Spiral galaxies are sub-classified into ``a'', ``b'', ``c'', and ``d'' groups according to how loose their spiral arms are and how big the nucleus is. The ``a'' group spirals have large bulges and very tightly wound spiral arms and the ``d'' group spirals have almost no bulge and very loose arms. The Milky Way is between the ``b'' and ``c'' groups with a bar, so it is an SBbc-type spiral galaxy. Most spirals are luminous. Some other examples of spiral galaxies are M31 (the Andromeda Galaxy) and M33 (a small spiral in the Local Group).

____________

WRITTEN INSTRUCTION A | Reproduce the rows below without any change, everything from the first row down to the line containing "68 121 157 154", with both ends included.
The galaxy passage and the rows have nothing to do with each other.

____________

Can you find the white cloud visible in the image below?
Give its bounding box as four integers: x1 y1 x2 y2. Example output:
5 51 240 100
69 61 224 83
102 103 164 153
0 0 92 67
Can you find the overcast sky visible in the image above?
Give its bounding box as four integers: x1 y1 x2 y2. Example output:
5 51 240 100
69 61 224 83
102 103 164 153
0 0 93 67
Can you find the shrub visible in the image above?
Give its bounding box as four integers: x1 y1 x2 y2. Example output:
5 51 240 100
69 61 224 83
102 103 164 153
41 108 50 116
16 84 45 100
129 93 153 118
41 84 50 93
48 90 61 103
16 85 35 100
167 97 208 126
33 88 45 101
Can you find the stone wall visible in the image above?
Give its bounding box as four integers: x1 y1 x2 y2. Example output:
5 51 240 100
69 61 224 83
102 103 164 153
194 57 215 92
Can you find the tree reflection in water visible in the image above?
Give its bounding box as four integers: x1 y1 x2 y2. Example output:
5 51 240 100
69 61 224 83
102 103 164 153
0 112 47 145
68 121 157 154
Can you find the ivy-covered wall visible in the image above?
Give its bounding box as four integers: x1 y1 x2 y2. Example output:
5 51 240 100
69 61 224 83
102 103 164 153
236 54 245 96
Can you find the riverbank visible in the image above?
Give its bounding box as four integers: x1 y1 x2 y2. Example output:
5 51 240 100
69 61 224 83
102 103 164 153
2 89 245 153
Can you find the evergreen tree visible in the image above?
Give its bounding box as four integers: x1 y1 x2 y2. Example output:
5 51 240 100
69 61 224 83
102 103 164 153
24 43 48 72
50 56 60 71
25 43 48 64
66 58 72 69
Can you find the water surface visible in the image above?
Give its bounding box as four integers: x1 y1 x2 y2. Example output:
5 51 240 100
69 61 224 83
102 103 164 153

____________

WRITTEN INSTRUCTION B | Pick up the passage on spiral galaxy classes after its last sentence and carry it forward.

TASK RESPONSE A |
Can you find the white cloud visible in the image below?
Give its bounding box as four integers: x1 y1 x2 y2. Example output:
5 51 240 100
69 61 224 83
102 103 164 153
0 0 92 67
Can you find the overcast sky visible in the image above?
Give its bounding box as four integers: x1 y1 x2 y2. Example output:
5 51 240 100
69 61 224 83
102 103 164 153
0 0 93 67
Can you find the shrub visible in the image above?
Give its bounding box as four integers: x1 y1 x2 y2. Example output:
5 51 240 100
69 61 224 83
102 103 164 153
41 108 50 116
16 84 45 100
129 93 153 118
41 84 50 93
48 90 61 103
16 85 35 100
167 97 208 126
33 88 45 101
Can you find the stone wall visible in the image above?
Give its bounding box as four integers: x1 y1 x2 y2. Example output:
5 51 240 100
69 61 224 83
102 103 164 153
194 57 215 92
Can you find the tree reflection in water visible in the image above?
Give its bounding box as four integers: x1 y1 x2 y2. Example output:
5 51 240 100
69 61 224 83
102 103 164 153
0 112 47 145
68 121 157 154

TASK RESPONSE B |
Some disk galaxies have no spiral arms and are called ``S0'' (``SB0'' if there is a bar) or lenticular galaxies. They are placed at the point in the tuning fork diagram where it branches off to the regular spiral or barred spiral pattern prong. Their gas and dust may been blown away by the galaxy moving quickly through the low-density intergalactic medium (hot, very thin gas between the galaxies) or used up in a rapid burst of star formation.
The sequence of images below starting from top left and moving clockwise: the Andromeda Galaxy (=Messier 31, note M32 above it and M110 below it), Triangulum Galaxy (=Messier 33, small spiral in the Local Group), NGC 2997 (Sc grand-design spiral, may be barred), NGC 3351 (=Messier 95, SBb type), NGC 1365 (SBbc type, note looser arms), NGC 3031 (=Messier 81, Sb type, note it has a larger nucleus than NGC 2997 and tighter arms)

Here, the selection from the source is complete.